(Data listing)
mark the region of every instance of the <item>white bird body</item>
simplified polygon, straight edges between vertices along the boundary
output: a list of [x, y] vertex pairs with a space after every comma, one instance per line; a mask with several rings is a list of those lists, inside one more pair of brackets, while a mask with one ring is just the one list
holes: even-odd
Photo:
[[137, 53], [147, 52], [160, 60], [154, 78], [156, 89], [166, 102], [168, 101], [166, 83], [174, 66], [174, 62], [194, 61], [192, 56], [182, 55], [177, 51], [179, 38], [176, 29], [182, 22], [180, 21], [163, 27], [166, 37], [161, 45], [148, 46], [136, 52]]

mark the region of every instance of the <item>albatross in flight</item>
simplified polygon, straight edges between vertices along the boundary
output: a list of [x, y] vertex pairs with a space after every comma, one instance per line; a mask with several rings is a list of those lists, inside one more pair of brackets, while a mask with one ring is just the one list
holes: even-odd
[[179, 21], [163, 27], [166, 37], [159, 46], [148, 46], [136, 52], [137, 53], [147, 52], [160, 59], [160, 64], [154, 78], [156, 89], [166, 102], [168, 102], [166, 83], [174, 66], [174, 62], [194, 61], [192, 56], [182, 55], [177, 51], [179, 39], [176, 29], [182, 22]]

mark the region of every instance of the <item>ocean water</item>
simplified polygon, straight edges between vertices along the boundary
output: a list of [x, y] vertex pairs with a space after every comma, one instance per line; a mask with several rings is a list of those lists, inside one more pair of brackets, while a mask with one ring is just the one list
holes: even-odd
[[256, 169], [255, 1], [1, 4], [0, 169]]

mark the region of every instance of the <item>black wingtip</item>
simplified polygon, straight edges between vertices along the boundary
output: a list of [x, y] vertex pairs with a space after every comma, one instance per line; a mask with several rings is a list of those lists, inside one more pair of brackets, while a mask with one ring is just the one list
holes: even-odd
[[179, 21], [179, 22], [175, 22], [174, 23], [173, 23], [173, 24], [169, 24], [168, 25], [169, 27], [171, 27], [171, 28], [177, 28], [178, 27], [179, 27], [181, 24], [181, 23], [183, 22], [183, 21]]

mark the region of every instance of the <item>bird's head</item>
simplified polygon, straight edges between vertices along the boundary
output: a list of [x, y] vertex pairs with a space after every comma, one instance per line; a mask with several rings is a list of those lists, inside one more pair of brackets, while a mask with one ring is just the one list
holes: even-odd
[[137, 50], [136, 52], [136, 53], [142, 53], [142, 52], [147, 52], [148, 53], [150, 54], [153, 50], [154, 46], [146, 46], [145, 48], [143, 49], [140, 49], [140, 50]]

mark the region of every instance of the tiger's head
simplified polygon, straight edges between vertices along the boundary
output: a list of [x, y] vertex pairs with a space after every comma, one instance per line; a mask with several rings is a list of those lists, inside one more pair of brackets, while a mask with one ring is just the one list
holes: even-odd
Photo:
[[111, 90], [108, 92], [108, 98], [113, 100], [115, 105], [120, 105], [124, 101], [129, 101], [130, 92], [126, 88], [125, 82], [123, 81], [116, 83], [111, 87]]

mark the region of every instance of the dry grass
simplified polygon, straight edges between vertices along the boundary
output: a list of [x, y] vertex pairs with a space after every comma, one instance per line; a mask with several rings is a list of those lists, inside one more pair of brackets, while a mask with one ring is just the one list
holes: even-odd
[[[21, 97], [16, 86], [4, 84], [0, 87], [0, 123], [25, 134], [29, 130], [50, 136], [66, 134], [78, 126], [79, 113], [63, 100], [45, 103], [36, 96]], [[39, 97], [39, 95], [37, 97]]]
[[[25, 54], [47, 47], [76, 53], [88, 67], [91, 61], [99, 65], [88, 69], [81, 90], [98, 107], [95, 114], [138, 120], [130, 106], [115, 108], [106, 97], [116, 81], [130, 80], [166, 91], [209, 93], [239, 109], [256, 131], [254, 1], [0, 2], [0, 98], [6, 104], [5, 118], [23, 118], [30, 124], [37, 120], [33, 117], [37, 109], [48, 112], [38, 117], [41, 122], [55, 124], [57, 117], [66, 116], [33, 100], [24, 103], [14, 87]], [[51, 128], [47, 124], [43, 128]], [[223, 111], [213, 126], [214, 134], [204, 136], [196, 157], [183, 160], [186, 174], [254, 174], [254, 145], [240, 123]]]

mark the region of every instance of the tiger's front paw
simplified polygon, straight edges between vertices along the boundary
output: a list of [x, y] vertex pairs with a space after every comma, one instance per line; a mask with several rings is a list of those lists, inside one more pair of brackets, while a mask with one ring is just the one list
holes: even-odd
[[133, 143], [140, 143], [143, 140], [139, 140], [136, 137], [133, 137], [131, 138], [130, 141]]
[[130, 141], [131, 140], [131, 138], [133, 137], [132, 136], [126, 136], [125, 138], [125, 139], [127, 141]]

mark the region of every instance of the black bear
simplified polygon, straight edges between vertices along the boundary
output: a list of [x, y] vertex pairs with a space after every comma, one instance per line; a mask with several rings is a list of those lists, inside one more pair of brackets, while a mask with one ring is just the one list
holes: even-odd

*To do*
Rewrite the records above with "simplified polygon" changed to "reduced polygon" everywhere it appears, keeping every other character the same.

*Worked answer*
mark the region of every instance of the <item>white bird body</item>
reduced polygon, straight edges between vertices along the boundary
output: a list of [x, y] vertex pairs with a space after every comma, one instance per line; a mask with several rings is a list of those lists, inside one more pair of brackets, while a mask with one ring is just the one list
holes: even-odd
Photo:
[[137, 53], [147, 52], [160, 60], [154, 78], [156, 89], [166, 102], [168, 101], [166, 83], [174, 66], [174, 62], [194, 61], [192, 56], [182, 55], [177, 51], [179, 38], [176, 29], [182, 22], [180, 21], [163, 27], [166, 37], [161, 45], [148, 46], [136, 52]]

mark the region of every instance of the <item>albatross in flight</item>
reduced polygon, straight edges between vertices along the boundary
output: a list of [x, y] vertex pairs with a space after every comma, one instance per line; a mask with several rings is a list of those lists, inside one more pair of brackets, while a mask with one ring is just the one list
holes: even-odd
[[179, 21], [163, 27], [166, 37], [159, 46], [148, 46], [136, 52], [137, 53], [147, 52], [160, 59], [160, 64], [154, 78], [156, 89], [166, 102], [168, 102], [166, 83], [174, 66], [174, 62], [194, 61], [192, 56], [182, 55], [177, 51], [179, 39], [176, 29], [182, 22]]

mark the region of every instance of the <item>ocean water</item>
reduced polygon, straight edges between vertices along the boundary
output: a list of [x, y] vertex pairs with a space after every comma, one instance per line; a mask with several rings is a list of those lists, inside one more pair of brackets, while a mask with one ring is just the one list
holes: even-odd
[[256, 169], [255, 1], [1, 4], [0, 169]]

mark the region of every instance of the <item>black wingtip</item>
reduced polygon, straight edges between vertices along the boundary
output: a list of [x, y] vertex pairs with a space after every comma, one instance per line; a mask with several rings is a list of those lists, inside one more pair of brackets, while a mask with one ring is just the one list
holes: even-odd
[[179, 21], [179, 22], [175, 22], [174, 23], [173, 23], [173, 24], [169, 24], [168, 25], [169, 27], [171, 27], [171, 28], [177, 28], [178, 27], [179, 27], [181, 24], [181, 23], [183, 22], [183, 21]]

mark the region of every instance of the <item>bird's head</item>
reduced polygon, straight edges between vertices along the boundary
output: a list of [x, y] vertex pairs with a space after every comma, one instance per line; a mask with several rings is a list of those lists, inside one more pair of brackets, while a mask with one ring is just the one list
holes: even-odd
[[137, 50], [136, 52], [136, 53], [142, 53], [142, 52], [147, 52], [148, 53], [150, 54], [153, 50], [154, 46], [146, 46], [145, 48], [143, 49], [140, 49], [140, 50]]

mark the region of every instance of the tiger's head
reduced polygon, straight edges between vertices along the boundary
output: a list of [x, y] vertex pairs with a space after every comma, one instance per line; a mask with several rings is a list of those lists, inside one more pair of brackets, while a mask with one ring is just the one list
holes: even-odd
Photo:
[[111, 90], [108, 92], [108, 98], [113, 100], [115, 105], [120, 105], [124, 101], [129, 101], [130, 92], [126, 88], [125, 82], [123, 81], [116, 83], [111, 87]]

mark the region of every instance of the dry grass
reduced polygon, straight edges between vertices along the boundary
output: a list of [x, y] vertex pairs with a space after every comma, one instance per line; a mask with several rings is a list of those lists, inside one more pair of brackets, while a mask with one ring is just the one list
holes: even-odd
[[[21, 97], [16, 86], [4, 84], [0, 87], [0, 123], [25, 134], [29, 130], [50, 136], [66, 134], [78, 126], [79, 113], [63, 100], [45, 103], [36, 96]], [[39, 97], [39, 95], [37, 97]]]
[[[25, 54], [47, 47], [76, 53], [88, 67], [91, 61], [99, 65], [88, 69], [81, 90], [98, 107], [95, 114], [138, 120], [130, 106], [115, 108], [106, 97], [116, 81], [130, 80], [166, 91], [209, 93], [239, 109], [256, 131], [254, 1], [0, 2], [0, 98], [6, 104], [5, 118], [23, 118], [30, 124], [37, 120], [33, 117], [37, 109], [48, 112], [38, 117], [41, 122], [55, 124], [57, 117], [66, 116], [33, 100], [24, 103], [14, 87]], [[51, 128], [47, 124], [43, 128]], [[223, 111], [213, 126], [214, 134], [204, 136], [196, 157], [183, 160], [186, 174], [254, 174], [254, 145], [240, 123]]]

mark the region of every instance of the tiger's front paw
reduced polygon, straight edges between vertices along the boundary
output: a list of [x, y] vertex pairs with a space after every comma, one instance per line; a mask with several rings is a list of those lists, inside one more pair of brackets, while a mask with one ring is just the one list
holes: even-odd
[[133, 143], [140, 143], [143, 140], [139, 140], [136, 137], [133, 137], [131, 138], [130, 141]]
[[130, 141], [131, 140], [131, 138], [133, 137], [132, 136], [126, 136], [125, 138], [125, 139], [127, 141]]

mark the region of every instance of the black bear
reduced polygon, straight edges between vertices along the boundary
output: a list of [x, y] vertex pairs with a space after every comma, one instance per line; a mask with several rings is a list of those lists, inside one more pair of brackets, while a mask with one ring is just the one list
holes: even-odd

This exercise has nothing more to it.